**Raw lines:**
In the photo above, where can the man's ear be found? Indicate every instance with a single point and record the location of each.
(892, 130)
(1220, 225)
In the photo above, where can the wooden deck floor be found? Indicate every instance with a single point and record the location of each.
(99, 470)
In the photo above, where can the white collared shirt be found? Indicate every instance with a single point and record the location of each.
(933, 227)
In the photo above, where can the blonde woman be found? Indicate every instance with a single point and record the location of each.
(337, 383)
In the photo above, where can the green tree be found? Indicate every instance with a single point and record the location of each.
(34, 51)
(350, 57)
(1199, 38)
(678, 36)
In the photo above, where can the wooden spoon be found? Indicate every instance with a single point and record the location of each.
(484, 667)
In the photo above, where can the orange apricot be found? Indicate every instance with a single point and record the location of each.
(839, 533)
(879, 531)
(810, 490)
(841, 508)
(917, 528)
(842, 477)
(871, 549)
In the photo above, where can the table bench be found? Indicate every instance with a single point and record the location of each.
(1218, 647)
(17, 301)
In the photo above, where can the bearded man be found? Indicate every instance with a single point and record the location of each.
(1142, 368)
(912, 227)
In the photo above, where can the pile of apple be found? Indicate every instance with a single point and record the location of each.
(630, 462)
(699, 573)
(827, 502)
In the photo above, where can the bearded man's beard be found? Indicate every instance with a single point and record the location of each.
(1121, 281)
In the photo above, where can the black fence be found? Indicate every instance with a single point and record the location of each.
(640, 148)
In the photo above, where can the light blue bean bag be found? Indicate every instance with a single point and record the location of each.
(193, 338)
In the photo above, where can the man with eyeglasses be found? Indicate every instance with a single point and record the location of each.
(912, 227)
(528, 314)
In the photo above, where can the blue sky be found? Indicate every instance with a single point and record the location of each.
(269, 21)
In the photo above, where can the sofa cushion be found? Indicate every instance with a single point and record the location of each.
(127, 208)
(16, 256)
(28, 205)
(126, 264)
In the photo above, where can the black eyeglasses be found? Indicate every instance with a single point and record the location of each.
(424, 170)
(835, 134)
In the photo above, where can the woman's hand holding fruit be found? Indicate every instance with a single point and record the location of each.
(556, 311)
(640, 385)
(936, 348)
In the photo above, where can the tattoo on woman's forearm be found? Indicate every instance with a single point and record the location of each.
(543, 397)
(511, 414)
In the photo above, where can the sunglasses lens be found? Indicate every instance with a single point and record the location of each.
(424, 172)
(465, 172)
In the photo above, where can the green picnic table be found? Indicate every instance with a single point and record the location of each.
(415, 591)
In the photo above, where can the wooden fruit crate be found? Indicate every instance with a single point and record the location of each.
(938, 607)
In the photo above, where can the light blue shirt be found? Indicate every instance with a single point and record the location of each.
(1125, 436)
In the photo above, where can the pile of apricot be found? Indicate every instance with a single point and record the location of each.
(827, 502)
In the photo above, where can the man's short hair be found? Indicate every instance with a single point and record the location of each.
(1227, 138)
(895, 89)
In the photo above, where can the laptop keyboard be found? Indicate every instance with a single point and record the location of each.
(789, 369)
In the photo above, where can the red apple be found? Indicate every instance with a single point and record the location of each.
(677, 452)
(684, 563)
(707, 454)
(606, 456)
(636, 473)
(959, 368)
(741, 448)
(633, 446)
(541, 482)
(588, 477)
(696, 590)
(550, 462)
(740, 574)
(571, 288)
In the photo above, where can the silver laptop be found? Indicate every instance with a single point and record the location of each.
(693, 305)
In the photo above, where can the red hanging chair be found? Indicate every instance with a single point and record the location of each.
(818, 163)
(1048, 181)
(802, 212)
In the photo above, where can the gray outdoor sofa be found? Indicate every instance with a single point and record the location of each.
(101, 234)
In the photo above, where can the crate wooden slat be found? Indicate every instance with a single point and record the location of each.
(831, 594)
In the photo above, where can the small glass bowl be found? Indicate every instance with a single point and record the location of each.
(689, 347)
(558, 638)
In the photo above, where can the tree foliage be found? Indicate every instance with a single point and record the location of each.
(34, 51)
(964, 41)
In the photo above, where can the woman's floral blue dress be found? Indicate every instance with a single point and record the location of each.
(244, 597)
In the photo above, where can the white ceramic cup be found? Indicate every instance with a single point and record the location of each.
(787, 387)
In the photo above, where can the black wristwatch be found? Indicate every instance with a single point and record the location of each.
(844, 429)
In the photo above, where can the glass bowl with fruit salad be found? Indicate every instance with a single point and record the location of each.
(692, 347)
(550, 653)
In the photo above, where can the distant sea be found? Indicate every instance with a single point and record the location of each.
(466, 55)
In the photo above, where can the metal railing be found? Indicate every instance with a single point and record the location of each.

**Objective:** Turn the lines above into a numbered list, skipping any blank lines.

**Output of the exercise:**
1. In the photo above, where can the man's ear be found? Indicate every instance with a single point and record the location of each.
2. (892, 130)
3. (1220, 225)
4. In the photo above, where can the wooden deck floor be found? Indicate every instance with a single point and record the location of each.
5. (99, 470)
6. In the photo above, where can the white collared shirt be found? Indicate every instance with a single point and record the location of each.
7. (933, 227)
8. In the photo above, where can the blonde woman be found? Indicate every instance with a single point and record the location of each.
9. (337, 383)
10. In the photo above, where can the green tree be found? Indicate every instance with a single point and record the location of each.
11. (34, 51)
12. (350, 57)
13. (1199, 38)
14. (678, 36)
15. In the photo above, where can the wooden spoon be found? Indicate every instance with a single point and record the location of each.
16. (484, 667)
17. In the photo above, where can the orange apricot be found? Indicate every instance with a single point and record the location of each.
18. (839, 533)
19. (879, 531)
20. (810, 490)
21. (841, 508)
22. (917, 528)
23. (842, 477)
24. (871, 549)
25. In the photo above, where can the table bench be found? Indicate every instance with a single point and record the location of each.
26. (1218, 647)
27. (17, 301)
28. In the photo above, where can the bearded man be found? Indicate every instance with a single point and record the location of each.
29. (1142, 368)
30. (912, 227)
31. In the photo above, where can the pile of apple be found? Indicate every instance with a single point and record the location of each.
32. (630, 462)
33. (699, 573)
34. (827, 502)
35. In the photo above, where can the bearded man's beard be found? Indicate every instance with a single point and record the location of each.
36. (1121, 281)
37. In the photo above, where can the black fence be found? Indicate every instance with a single point and record the location of each.
38. (640, 148)
39. In the photo above, where can the light blue bean bag be found? Indicate every instance with a single point and record the location of each.
40. (193, 338)
41. In the photo above, where can the man with eyeglasses be found? Indicate every instance with a single point and record the location of each.
42. (912, 227)
43. (528, 314)
44. In the photo above, where can the blue sky be found? Indicate every instance with a single point and record the location of each.
45. (269, 21)
46. In the photo above, where can the sofa cushion be found? Indicate every instance with a single point and record the location of each.
47. (127, 208)
48. (16, 256)
49. (28, 205)
50. (126, 264)
51. In the photo above, where can the black eyeglasses be found? Indicate every instance with a single point and record the location of each.
52. (424, 170)
53. (835, 134)
54. In the photo above, where can the woman's hand holding fruit be found? Indicate every instance with a single point and record the location of each.
55. (556, 311)
56. (640, 385)
57. (936, 348)
58. In the photo above, where can the tattoo on woman's forearm be found? Indicate every instance with a single point and record the location of each.
59. (543, 397)
60. (511, 414)
61. In the photo above, where can the sunglasses lens be found? Indicate every instance with a single point and record the location of each.
62. (424, 172)
63. (465, 172)
64. In the photo above, where can the green picnic table be found? Indicate every instance with a single point and record the location of each.
65. (415, 591)
66. In the photo above, where can the wooden fruit crate be found? Indicate every instance with a single point and record the location of each.
67. (938, 607)
68. In the photo above, where can the light blue shirt be found? Indicate every instance with a single point and record the location of each.
69. (1125, 436)
70. In the photo above, where can the pile of apricot be found? Indicate every instance with a single point and record the location of each.
71. (827, 502)
72. In the photo above, where can the man's short hair be found? Indicate every instance with a single point and record the location of each.
73. (1227, 138)
74. (895, 89)
75. In the photo above, where can the laptop keyboard be found? Indicate every instance with a single point and record the location of each.
76. (789, 369)
77. In the photo above, where can the red apple be found? Indicate every instance with a single point and record the location of each.
78. (677, 452)
79. (684, 563)
80. (707, 454)
81. (606, 456)
82. (636, 473)
83. (959, 368)
84. (741, 448)
85. (633, 446)
86. (541, 482)
87. (588, 477)
88. (696, 590)
89. (550, 462)
90. (740, 574)
91. (571, 288)
92. In the photo above, where can the silver laptop be found? Indicate every instance with a single point and record the location of each.
93. (693, 305)
94. In the photo above, where can the red hanging chair be found? Indicate every instance with a single point and record the location of each.
95. (818, 163)
96. (1048, 181)
97. (802, 212)
98. In the photo above, where can the gray outdoor sofa be found? Indicate every instance with a single point and record the location of each.
99. (101, 234)
100. In the photo above, where can the crate wooden slat be found? Indicate every instance with a single point and record the location of each.
101. (831, 594)
102. In the photo above, where can the small glass bowl be found? Indicate every instance with a single point and record the location of each.
103. (689, 347)
104. (558, 638)
105. In the photo above, where can the tree foliage be found? Indicate every instance with a single point and record the location of each.
106. (34, 51)
107. (964, 41)
108. In the photo above, where can the woman's floral blue dress be found? Indicate every instance with a single point and record the location of each.
109. (244, 597)
110. In the photo above, where can the white ceramic cup be found? Indicate every instance with a single point and record the location of each.
111. (787, 387)
112. In the photo above, where can the black wristwatch be found? Indicate every instance with a single point and record the location of each.
113. (844, 429)
114. In the photo above, where can the glass bowl with fruit salad be found? Indicate every instance with a single point and record the location of each.
115. (692, 347)
116. (550, 653)
117. In the photo above, where can the distant sea be found? Indicate every instance with a single point and record the location of each.
118. (466, 55)
119. In the photo above, where can the metal railing be found? Indicate every instance with a single point and record the location of each.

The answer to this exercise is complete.